I popped my ballet cherry last night. Having never seen any live ballet (except years ago when a student danced beautifully en pointe in an English lesson as part of a presentation), I didn’t really know what to expect. Added to that, I was totally ignorant of the story, too. But, do you know what? None of that mattered. At all.
From the moment the curtain raised on Matthew Bourne’s Swan Lake, I was transported. The storytelling was excellent, and the dancers were incredible. The theme of duality is explored in so many ways, and the audience is left with two complementing interpretations of what’s actually going on in the narrative. Is the prince going mad? Are the Swan and the Stranger merely two interpretations of the opposing side of his mind and sexuality? Or is this an actual, real life love affair with a tortured ending? The beauty of this performance is that you actually don’t need to make that decision; it’s all there.
The set and costuming is straight out of a contemporary romantic fairytale – with echoes of those films about royal families from imaginary European countries where the heroes are all inexplicably English. The initial domestic story of distant mother (a brilliantly frosty performance), insecure son and out of place new girlfriend (whose lack of understanding of royal protocol generated by far the most laughter from the audience) soon gives way to a broader feeling of frustration and malaise, by way of a ballet-within-a-ballet and a great scene at a seedy club with the world’s laziest stripper (a role that was brilliantly physical and so, so funny).

Dataset records:

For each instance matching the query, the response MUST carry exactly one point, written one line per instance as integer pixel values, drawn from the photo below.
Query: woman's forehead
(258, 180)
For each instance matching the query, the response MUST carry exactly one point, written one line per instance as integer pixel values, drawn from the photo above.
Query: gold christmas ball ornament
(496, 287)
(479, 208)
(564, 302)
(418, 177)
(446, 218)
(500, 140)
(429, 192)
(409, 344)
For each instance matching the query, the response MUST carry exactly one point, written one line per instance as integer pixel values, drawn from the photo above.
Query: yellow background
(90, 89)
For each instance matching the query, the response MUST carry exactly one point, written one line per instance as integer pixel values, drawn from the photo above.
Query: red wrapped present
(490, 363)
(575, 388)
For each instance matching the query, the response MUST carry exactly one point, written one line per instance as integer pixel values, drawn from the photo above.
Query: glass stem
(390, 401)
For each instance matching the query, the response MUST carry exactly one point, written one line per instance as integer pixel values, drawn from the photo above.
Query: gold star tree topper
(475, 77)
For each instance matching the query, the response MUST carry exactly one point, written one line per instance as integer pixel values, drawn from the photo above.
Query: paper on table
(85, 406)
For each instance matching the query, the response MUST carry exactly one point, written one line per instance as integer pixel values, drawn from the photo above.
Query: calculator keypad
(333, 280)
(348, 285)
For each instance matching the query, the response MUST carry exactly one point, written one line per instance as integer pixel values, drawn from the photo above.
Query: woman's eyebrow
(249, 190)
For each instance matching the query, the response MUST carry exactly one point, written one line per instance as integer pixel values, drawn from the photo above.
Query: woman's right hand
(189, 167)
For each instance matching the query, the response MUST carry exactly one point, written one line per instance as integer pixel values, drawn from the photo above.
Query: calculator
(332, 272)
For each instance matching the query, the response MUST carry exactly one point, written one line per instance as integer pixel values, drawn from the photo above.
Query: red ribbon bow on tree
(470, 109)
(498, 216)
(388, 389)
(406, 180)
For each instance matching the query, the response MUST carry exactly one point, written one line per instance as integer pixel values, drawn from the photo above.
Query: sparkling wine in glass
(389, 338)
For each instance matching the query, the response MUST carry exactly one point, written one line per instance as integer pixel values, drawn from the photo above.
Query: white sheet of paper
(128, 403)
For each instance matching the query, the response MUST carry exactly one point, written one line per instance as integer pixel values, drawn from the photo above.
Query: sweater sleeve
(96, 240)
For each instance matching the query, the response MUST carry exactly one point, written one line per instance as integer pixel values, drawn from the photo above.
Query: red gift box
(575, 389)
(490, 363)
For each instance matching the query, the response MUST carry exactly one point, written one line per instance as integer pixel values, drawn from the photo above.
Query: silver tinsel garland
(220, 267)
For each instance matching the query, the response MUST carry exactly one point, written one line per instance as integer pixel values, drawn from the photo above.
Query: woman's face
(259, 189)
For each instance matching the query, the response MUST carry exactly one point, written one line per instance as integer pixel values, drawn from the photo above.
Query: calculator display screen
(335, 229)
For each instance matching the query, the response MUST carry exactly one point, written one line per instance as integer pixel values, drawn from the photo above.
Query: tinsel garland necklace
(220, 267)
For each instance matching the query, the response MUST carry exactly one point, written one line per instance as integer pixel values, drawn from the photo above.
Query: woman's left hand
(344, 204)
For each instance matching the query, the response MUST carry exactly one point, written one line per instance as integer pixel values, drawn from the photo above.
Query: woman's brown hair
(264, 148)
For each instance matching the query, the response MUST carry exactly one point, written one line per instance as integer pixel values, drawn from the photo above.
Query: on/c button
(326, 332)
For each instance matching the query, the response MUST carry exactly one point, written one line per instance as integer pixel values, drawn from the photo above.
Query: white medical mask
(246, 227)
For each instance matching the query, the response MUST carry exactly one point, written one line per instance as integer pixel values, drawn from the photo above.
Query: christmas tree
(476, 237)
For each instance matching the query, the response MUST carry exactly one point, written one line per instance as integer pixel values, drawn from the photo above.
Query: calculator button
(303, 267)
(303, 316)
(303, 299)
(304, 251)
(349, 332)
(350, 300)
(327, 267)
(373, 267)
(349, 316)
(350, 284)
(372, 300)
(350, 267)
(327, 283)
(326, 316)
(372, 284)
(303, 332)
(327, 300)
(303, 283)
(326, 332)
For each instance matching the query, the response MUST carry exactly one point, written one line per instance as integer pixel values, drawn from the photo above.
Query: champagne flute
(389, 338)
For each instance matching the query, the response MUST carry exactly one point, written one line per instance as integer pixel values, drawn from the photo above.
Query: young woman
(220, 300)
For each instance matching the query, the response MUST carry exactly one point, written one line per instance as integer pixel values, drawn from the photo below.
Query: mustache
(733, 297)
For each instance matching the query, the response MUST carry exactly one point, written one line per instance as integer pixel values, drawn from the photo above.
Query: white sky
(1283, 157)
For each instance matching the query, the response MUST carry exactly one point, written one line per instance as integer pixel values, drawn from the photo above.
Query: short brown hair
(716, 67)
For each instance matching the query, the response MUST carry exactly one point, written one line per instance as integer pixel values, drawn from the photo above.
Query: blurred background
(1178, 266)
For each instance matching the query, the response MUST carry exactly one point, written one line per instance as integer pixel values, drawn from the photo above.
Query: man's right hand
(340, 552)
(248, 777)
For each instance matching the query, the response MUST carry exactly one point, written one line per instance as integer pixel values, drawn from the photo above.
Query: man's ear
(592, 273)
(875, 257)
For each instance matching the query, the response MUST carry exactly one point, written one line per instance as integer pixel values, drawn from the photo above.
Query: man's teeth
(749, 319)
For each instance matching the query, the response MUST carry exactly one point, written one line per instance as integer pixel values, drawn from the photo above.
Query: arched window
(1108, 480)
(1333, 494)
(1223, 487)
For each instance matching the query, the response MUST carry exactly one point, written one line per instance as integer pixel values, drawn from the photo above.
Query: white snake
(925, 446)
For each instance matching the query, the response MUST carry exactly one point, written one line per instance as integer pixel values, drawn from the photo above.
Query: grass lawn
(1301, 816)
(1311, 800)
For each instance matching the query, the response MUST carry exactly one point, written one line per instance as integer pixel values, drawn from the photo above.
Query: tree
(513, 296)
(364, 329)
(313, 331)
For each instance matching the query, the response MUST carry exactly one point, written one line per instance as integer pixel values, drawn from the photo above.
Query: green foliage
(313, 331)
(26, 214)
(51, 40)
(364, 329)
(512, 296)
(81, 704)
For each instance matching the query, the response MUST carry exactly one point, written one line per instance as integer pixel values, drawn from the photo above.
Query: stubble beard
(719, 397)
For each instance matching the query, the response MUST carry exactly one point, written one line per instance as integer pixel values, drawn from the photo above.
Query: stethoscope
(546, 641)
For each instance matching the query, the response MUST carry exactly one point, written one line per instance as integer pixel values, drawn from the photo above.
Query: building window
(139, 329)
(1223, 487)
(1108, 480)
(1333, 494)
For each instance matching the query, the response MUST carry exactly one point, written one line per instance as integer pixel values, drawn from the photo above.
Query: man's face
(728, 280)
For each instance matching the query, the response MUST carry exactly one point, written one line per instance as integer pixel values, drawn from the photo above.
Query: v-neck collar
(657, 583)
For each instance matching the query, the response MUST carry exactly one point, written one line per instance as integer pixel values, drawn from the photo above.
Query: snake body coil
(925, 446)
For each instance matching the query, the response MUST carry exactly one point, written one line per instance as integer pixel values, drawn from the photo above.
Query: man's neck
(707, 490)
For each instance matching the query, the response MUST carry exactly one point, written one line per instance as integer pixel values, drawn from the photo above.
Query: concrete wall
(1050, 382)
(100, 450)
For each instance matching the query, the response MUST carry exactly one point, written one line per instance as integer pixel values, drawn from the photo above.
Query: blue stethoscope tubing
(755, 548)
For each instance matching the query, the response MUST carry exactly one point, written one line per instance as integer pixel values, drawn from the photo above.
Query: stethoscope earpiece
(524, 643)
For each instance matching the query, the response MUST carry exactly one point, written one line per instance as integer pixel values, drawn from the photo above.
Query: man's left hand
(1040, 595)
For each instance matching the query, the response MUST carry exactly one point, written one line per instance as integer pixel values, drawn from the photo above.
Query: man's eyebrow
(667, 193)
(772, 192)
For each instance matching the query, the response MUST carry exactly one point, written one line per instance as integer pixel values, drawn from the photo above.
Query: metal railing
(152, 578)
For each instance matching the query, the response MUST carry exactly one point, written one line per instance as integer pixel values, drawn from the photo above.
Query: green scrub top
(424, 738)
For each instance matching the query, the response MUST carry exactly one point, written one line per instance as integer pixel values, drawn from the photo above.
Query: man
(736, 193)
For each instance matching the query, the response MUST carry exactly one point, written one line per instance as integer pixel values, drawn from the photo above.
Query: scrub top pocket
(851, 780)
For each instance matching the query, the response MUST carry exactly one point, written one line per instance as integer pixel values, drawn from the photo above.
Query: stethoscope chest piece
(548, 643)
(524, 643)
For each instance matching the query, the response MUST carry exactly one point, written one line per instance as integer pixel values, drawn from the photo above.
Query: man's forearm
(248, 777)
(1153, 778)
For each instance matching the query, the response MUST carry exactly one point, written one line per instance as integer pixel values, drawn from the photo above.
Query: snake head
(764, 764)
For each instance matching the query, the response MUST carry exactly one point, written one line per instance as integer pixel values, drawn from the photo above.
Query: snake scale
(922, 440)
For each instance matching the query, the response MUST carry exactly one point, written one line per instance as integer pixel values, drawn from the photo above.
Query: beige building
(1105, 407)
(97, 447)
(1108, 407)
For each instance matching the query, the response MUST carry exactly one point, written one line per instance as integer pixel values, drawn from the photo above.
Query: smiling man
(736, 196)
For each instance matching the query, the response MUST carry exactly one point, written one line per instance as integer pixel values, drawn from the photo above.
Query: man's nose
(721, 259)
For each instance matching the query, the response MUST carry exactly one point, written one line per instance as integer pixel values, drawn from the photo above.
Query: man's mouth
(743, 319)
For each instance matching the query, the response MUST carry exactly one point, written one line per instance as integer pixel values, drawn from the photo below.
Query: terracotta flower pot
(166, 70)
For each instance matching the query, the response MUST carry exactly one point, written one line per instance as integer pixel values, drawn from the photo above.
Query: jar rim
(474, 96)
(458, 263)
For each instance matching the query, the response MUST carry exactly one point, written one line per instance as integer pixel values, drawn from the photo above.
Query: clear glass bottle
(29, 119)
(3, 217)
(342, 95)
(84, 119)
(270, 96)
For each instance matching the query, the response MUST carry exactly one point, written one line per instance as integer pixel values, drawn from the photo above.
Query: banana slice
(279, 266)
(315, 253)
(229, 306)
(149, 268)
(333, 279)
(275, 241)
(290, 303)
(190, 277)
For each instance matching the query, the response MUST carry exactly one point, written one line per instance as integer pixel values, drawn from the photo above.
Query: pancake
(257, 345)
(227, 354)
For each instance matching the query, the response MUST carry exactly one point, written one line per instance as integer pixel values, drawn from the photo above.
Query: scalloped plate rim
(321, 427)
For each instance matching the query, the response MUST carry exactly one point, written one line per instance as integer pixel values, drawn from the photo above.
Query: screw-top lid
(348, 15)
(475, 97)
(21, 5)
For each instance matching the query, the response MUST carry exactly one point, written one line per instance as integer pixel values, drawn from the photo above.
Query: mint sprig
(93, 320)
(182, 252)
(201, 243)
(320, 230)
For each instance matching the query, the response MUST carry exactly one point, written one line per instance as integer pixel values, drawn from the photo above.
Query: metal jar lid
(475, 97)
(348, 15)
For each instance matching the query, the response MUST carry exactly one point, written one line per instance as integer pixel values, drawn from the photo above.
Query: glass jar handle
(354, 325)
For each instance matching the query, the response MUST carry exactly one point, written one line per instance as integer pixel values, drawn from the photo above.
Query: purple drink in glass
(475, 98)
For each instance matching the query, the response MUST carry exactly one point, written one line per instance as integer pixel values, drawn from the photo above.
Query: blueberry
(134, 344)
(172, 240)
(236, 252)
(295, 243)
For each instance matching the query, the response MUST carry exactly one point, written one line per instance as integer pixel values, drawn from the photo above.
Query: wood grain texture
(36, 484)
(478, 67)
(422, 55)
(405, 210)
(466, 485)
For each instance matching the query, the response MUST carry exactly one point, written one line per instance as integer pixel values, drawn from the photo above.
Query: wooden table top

* [Things to do]:
A) Rewrite the Swan Lake review from "The set and" up to and including "so, so funny).", putting "performer" in place of "stripper".
B) List the questions the Swan Lake review raises about what is actually going on in the story.
The items stand apart from the review and are separate material.

* [Expected responses]:
A)
The set and costuming is straight out of a contemporary romantic fairytale – with echoes of those films about royal families from imaginary European countries where the heroes are all inexplicably English. The initial domestic story of distant mother (a brilliantly frosty performance), insecure son and out of place new girlfriend (whose lack of understanding of royal protocol generated by far the most laughter from the audience) soon gives way to a broader feeling of frustration and malaise, by way of a ballet-within-a-ballet and a great scene at a seedy club with the world’s laziest performer (a role that was brilliantly physical and so, so funny).

B)
- Is the prince going mad?
- Are the Swan and the Stranger merely two interpretations of the opposing side of his mind and sexuality?
- Or is this an actual, real life love affair with a tortured ending?